Locate every line in the records that contains the word "door", and copy each of those lines. Case counts.

Location identification entries
- - - - -

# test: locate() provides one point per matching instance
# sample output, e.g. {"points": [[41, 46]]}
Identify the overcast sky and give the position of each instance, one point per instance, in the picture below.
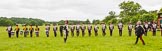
{"points": [[55, 10]]}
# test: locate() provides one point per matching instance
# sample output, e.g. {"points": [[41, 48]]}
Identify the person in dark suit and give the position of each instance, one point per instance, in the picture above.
{"points": [[25, 31], [89, 29], [120, 27], [55, 30], [111, 28], [77, 30], [31, 29], [66, 31], [9, 30], [83, 30], [146, 27], [47, 29], [104, 29], [61, 30], [130, 26], [96, 30], [154, 27], [17, 29], [139, 31], [72, 28]]}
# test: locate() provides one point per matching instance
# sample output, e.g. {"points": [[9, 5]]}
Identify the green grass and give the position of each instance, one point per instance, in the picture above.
{"points": [[99, 43]]}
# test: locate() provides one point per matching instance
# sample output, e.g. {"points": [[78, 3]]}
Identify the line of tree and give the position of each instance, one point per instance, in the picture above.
{"points": [[70, 22], [131, 12], [4, 21]]}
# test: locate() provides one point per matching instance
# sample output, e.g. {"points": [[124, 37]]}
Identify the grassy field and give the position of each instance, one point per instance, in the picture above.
{"points": [[99, 43]]}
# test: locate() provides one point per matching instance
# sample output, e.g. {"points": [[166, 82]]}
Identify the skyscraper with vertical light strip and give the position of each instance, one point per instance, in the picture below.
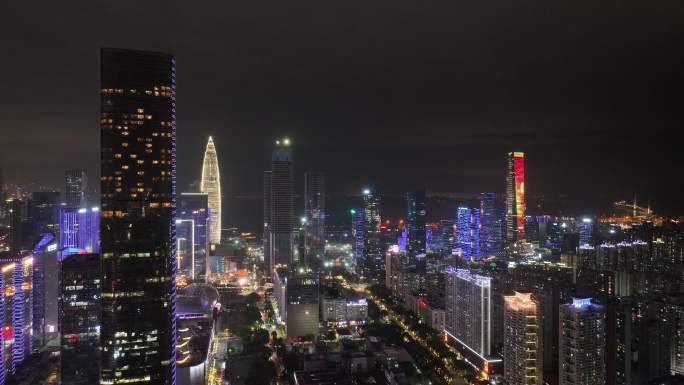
{"points": [[522, 340], [515, 197], [137, 227], [211, 185]]}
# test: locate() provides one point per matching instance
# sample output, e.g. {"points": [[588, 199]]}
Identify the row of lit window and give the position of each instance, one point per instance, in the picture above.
{"points": [[124, 294]]}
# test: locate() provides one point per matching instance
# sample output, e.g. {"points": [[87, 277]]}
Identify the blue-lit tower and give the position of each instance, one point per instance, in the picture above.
{"points": [[137, 222], [586, 226], [416, 215]]}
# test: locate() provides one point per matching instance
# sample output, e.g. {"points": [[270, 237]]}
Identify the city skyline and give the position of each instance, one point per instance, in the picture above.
{"points": [[434, 194], [558, 107]]}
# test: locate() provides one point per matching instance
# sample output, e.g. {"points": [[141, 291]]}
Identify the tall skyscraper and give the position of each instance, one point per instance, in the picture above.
{"points": [[515, 197], [523, 353], [282, 205], [302, 302], [137, 244], [79, 228], [468, 310], [314, 207], [492, 219], [45, 289], [16, 320], [582, 343], [585, 227], [416, 215], [192, 235], [373, 255], [211, 185], [358, 223], [43, 214], [266, 235], [79, 319], [75, 184], [468, 233]]}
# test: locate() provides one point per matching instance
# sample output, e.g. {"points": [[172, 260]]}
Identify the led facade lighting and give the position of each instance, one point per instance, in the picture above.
{"points": [[211, 185]]}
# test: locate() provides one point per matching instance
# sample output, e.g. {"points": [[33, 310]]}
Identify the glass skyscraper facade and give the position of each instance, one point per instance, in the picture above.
{"points": [[314, 208], [75, 184], [16, 313], [138, 175], [492, 220], [468, 233], [192, 235], [211, 185], [79, 228]]}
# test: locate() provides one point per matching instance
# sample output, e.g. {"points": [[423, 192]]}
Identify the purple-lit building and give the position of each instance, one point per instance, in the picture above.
{"points": [[192, 235], [79, 319], [468, 233]]}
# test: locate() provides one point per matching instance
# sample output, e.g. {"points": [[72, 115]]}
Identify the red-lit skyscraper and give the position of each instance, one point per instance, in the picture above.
{"points": [[515, 197]]}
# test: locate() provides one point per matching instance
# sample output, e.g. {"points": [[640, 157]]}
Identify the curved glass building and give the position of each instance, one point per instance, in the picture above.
{"points": [[211, 185]]}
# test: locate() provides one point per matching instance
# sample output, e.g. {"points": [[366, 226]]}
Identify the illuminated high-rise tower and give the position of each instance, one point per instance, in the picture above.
{"points": [[75, 183], [211, 185], [137, 223], [282, 205], [416, 214], [515, 197], [314, 207]]}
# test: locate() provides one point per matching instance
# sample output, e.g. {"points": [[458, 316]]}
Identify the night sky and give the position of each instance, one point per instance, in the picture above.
{"points": [[390, 94]]}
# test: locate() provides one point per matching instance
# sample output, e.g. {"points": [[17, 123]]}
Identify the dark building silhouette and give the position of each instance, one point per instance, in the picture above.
{"points": [[79, 319], [416, 214], [138, 156]]}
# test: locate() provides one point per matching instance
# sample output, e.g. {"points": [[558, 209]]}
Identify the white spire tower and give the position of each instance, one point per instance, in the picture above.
{"points": [[211, 185]]}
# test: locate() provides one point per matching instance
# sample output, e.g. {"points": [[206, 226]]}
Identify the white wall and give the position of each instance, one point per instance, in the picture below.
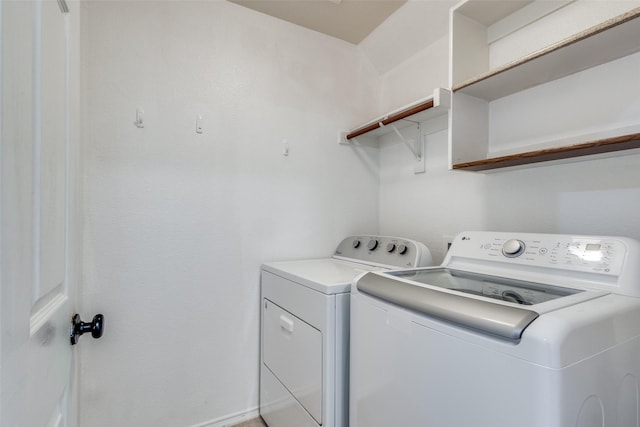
{"points": [[177, 224], [599, 196]]}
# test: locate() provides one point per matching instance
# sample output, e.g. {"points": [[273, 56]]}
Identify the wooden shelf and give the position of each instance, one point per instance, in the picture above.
{"points": [[574, 97], [613, 39], [609, 145], [424, 109]]}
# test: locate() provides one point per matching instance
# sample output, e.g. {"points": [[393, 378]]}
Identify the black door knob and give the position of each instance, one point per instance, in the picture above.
{"points": [[78, 327]]}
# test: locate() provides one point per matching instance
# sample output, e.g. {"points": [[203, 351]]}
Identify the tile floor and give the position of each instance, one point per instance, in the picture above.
{"points": [[256, 422]]}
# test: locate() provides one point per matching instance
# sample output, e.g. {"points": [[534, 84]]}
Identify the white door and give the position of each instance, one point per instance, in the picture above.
{"points": [[39, 217]]}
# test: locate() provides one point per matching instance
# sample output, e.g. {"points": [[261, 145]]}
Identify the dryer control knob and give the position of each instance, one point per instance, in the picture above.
{"points": [[513, 248]]}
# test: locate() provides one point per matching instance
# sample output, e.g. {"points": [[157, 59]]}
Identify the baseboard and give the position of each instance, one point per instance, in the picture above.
{"points": [[232, 419]]}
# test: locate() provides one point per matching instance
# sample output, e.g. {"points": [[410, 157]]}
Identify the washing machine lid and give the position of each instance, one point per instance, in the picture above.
{"points": [[326, 275], [499, 306]]}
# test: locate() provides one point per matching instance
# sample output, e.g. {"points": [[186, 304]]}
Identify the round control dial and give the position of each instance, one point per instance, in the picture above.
{"points": [[513, 248]]}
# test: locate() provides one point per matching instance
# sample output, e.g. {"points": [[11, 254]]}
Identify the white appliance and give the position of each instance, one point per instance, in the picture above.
{"points": [[512, 329], [304, 368]]}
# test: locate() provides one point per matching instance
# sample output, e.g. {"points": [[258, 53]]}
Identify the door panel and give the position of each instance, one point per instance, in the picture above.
{"points": [[38, 260]]}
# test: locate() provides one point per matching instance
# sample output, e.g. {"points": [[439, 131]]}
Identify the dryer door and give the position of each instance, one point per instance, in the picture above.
{"points": [[293, 352]]}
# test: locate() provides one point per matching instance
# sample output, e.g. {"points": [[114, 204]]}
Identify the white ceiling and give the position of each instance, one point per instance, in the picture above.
{"points": [[349, 20], [389, 32]]}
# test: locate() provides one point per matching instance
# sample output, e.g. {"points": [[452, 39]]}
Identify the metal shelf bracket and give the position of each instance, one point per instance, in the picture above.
{"points": [[414, 145]]}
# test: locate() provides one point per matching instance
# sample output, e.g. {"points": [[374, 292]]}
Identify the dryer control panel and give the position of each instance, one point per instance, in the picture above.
{"points": [[384, 251]]}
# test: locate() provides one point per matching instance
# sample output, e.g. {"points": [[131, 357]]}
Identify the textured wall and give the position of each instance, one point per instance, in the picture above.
{"points": [[178, 223]]}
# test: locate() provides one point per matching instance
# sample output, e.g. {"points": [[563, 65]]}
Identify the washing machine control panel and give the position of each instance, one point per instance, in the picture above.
{"points": [[591, 254], [384, 251]]}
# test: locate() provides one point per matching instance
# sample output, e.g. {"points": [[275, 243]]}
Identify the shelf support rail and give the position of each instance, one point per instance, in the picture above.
{"points": [[413, 145]]}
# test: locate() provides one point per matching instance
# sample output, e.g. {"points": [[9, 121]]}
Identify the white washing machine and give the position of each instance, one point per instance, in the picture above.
{"points": [[304, 363], [513, 329]]}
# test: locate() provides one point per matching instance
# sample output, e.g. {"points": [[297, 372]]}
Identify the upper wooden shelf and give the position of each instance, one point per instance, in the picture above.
{"points": [[610, 40], [574, 97]]}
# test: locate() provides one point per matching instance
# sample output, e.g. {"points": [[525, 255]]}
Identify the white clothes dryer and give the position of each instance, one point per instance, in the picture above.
{"points": [[513, 329], [304, 362]]}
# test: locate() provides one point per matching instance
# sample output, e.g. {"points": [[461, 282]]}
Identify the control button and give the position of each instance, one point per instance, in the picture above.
{"points": [[513, 248]]}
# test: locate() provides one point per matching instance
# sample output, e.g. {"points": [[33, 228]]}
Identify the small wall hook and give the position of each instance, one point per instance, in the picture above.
{"points": [[139, 118]]}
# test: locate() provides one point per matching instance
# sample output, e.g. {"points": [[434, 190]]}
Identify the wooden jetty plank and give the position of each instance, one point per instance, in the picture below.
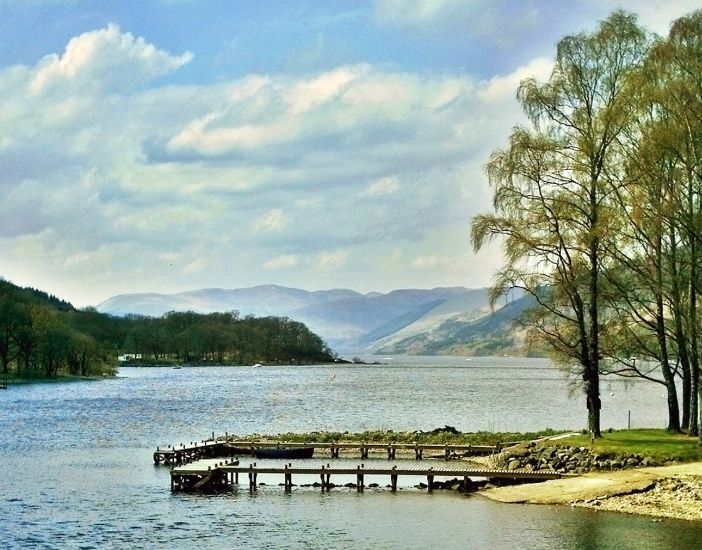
{"points": [[224, 474], [226, 446]]}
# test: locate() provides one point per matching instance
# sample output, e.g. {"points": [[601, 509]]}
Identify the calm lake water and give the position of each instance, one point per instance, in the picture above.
{"points": [[77, 470]]}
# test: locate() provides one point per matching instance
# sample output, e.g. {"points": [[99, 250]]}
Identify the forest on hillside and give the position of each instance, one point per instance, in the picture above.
{"points": [[42, 335]]}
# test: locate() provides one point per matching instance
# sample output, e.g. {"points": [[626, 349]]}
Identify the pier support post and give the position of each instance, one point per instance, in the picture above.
{"points": [[288, 479], [359, 479], [418, 451], [252, 477]]}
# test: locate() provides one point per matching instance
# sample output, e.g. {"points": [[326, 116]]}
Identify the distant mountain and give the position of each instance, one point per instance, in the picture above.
{"points": [[416, 321]]}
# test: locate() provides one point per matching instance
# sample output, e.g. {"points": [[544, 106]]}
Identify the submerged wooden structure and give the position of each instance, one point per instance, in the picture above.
{"points": [[224, 447], [224, 475]]}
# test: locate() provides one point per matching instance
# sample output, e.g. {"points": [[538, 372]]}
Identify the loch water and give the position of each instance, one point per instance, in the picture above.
{"points": [[76, 468]]}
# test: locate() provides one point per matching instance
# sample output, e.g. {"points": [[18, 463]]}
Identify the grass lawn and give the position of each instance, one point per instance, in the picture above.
{"points": [[658, 444]]}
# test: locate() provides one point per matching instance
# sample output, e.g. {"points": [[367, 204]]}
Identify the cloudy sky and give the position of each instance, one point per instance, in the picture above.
{"points": [[169, 145]]}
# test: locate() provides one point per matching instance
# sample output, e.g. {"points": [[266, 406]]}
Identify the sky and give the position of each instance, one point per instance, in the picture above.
{"points": [[172, 145]]}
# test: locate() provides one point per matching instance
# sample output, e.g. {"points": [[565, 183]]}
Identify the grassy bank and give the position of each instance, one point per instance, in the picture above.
{"points": [[658, 444], [438, 436]]}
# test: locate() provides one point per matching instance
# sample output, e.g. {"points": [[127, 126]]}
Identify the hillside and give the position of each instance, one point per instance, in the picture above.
{"points": [[415, 321]]}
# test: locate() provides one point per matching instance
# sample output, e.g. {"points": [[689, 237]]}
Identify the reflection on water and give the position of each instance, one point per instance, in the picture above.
{"points": [[77, 466]]}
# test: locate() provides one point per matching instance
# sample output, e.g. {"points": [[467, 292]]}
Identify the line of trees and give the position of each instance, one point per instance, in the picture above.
{"points": [[40, 334], [599, 207], [223, 338]]}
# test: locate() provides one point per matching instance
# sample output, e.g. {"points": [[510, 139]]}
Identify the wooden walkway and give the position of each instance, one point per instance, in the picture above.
{"points": [[223, 475], [222, 447]]}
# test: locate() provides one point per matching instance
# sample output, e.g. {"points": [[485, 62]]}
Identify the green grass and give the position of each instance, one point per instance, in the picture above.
{"points": [[658, 444], [380, 436]]}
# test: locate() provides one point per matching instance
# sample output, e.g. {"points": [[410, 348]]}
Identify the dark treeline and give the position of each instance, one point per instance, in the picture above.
{"points": [[598, 203], [43, 335], [222, 338]]}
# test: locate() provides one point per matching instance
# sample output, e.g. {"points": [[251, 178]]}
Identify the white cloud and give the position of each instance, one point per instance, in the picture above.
{"points": [[425, 262], [195, 266], [215, 184], [106, 58], [273, 220], [382, 186], [281, 262], [331, 261], [502, 87]]}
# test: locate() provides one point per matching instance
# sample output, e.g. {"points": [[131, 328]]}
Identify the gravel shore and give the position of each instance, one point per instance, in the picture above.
{"points": [[659, 492]]}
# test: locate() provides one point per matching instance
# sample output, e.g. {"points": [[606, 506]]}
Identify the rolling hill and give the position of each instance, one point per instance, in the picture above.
{"points": [[453, 320]]}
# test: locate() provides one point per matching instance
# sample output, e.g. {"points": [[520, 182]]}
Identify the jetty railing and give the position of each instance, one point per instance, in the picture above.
{"points": [[222, 476], [223, 447]]}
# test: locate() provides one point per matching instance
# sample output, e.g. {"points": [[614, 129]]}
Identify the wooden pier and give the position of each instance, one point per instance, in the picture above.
{"points": [[182, 454], [223, 475], [223, 447]]}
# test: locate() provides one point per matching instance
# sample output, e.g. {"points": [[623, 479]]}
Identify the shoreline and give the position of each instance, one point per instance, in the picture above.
{"points": [[660, 492]]}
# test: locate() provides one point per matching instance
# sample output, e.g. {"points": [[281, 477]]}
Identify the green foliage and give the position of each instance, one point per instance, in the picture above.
{"points": [[42, 336], [659, 444]]}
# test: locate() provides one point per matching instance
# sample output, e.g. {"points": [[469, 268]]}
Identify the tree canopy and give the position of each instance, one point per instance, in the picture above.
{"points": [[597, 205]]}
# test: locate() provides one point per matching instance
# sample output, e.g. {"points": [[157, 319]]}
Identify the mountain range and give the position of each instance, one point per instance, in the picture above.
{"points": [[436, 321]]}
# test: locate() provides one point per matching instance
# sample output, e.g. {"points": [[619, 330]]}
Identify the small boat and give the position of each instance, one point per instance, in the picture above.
{"points": [[280, 452]]}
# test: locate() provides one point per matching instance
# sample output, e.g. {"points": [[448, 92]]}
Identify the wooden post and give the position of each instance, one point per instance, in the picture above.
{"points": [[252, 477], [288, 480]]}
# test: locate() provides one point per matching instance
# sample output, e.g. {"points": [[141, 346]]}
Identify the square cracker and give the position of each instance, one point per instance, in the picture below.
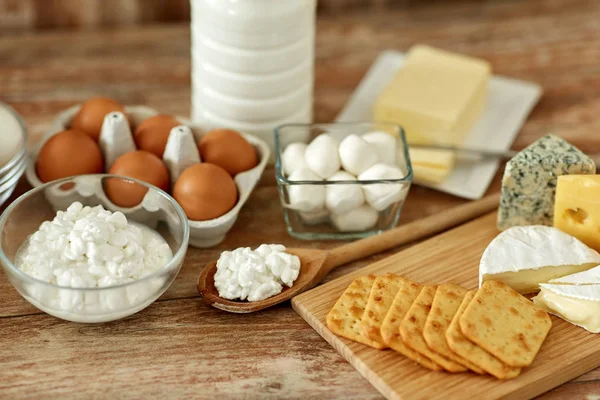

- - - - -

SOLUTION
Identify the black door knob and give the position of each instance, one point per instance, in the picture above.
Identify the white door and give the position of each instance, one point per instance, in the picture above.
Identify the door panel and give the position of each instance, one point per instance, in the picture above.
Identify the dryer door and give the position of each instance, one point per instance, in the picture above.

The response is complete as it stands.